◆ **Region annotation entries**
•••

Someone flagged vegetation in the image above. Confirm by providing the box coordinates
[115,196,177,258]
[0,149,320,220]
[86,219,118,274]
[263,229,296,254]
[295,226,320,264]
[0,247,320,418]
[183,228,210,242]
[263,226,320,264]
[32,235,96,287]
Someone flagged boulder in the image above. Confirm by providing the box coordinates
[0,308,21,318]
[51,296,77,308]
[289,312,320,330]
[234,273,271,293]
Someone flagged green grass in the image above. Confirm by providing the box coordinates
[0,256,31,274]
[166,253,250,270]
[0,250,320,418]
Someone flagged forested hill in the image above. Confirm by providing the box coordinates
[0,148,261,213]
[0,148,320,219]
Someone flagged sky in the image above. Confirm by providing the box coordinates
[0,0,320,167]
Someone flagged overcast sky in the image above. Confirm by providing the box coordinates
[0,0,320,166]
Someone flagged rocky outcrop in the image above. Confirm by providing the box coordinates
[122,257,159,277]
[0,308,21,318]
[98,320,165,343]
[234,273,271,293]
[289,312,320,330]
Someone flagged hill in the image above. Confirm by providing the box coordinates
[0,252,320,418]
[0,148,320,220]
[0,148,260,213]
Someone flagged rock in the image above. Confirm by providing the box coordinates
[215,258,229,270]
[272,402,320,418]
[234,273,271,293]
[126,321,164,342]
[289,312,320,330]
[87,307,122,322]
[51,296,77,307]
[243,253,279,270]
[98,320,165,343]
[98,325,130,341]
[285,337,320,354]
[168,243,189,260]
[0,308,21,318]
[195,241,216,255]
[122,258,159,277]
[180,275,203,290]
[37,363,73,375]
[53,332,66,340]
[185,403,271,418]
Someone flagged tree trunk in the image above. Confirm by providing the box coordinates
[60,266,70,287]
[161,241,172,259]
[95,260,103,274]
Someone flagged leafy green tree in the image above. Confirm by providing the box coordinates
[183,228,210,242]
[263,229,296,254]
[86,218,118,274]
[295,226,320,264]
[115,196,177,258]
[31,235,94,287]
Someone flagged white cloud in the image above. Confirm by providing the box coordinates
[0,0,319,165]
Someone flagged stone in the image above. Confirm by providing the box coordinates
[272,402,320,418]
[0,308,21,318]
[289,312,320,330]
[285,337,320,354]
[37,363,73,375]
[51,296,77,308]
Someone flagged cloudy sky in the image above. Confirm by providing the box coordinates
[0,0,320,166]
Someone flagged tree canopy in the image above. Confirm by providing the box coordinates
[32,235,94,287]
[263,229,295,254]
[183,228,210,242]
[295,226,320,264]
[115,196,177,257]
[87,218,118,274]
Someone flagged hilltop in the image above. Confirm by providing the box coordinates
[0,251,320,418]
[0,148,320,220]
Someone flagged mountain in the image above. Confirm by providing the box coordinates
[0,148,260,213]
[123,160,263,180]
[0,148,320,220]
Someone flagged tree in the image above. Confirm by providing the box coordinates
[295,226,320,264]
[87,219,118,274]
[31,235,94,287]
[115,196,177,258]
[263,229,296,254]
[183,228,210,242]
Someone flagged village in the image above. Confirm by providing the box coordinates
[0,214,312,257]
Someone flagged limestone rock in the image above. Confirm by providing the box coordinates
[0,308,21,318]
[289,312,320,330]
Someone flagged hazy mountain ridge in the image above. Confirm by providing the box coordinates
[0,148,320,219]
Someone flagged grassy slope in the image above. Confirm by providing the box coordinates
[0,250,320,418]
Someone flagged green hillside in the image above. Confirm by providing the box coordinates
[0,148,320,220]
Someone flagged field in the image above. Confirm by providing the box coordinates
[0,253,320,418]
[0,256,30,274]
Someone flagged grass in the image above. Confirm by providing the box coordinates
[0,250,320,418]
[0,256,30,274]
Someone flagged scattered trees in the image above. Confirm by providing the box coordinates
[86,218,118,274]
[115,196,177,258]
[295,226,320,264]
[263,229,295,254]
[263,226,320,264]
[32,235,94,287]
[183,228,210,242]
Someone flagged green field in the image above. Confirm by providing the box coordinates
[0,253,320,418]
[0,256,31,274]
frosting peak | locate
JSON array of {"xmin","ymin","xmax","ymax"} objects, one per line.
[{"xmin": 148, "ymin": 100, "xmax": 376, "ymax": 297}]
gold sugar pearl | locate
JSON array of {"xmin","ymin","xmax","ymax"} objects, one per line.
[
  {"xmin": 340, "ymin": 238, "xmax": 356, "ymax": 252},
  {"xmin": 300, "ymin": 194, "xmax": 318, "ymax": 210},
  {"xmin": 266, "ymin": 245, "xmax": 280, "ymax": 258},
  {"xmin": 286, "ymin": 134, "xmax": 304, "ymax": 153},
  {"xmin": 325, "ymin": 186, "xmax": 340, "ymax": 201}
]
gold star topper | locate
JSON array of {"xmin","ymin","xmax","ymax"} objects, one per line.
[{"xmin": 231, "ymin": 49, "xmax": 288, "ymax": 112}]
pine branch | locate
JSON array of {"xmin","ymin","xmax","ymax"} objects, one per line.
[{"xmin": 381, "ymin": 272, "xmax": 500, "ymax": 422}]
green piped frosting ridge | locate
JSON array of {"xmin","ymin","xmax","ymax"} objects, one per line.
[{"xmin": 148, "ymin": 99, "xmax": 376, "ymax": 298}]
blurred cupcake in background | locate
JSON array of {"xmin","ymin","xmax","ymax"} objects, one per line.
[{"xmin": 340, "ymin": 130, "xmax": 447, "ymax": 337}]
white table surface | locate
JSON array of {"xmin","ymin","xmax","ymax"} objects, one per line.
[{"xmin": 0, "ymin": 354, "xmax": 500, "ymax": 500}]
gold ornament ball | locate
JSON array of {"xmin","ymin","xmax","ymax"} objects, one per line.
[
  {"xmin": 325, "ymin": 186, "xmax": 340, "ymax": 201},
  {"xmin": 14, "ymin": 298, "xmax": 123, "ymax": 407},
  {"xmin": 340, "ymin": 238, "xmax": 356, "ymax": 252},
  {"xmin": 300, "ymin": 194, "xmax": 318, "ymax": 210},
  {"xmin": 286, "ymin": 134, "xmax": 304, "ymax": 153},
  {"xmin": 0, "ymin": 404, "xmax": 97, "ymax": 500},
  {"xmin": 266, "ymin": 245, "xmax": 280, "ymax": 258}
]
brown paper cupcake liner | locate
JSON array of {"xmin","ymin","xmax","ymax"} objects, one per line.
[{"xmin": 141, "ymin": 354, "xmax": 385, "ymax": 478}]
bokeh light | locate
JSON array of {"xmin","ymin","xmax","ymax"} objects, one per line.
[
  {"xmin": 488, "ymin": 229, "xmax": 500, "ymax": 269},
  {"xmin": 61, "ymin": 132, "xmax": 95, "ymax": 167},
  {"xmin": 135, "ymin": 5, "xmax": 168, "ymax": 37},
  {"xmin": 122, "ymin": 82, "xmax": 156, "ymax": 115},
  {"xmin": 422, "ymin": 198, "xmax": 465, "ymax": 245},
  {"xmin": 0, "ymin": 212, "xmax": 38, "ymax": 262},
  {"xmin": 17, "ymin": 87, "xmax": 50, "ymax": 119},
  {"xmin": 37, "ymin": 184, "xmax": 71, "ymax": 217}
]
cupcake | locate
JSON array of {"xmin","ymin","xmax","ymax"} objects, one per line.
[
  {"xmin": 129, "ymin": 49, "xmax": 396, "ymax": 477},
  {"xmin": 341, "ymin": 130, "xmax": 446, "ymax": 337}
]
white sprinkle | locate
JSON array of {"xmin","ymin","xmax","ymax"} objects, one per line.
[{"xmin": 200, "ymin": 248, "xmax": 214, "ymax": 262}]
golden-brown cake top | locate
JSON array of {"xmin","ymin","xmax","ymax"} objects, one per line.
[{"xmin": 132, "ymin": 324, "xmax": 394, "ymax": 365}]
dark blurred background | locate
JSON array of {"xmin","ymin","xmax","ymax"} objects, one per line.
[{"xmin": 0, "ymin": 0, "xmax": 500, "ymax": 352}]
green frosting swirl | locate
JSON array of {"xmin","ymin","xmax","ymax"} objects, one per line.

•••

◆ **Work instructions**
Pull out each line above that contains the word "background", treating uppercase and lowercase as different.

◆ **Output of the task**
blurred cupcake in background | locate
dark blurred background | locate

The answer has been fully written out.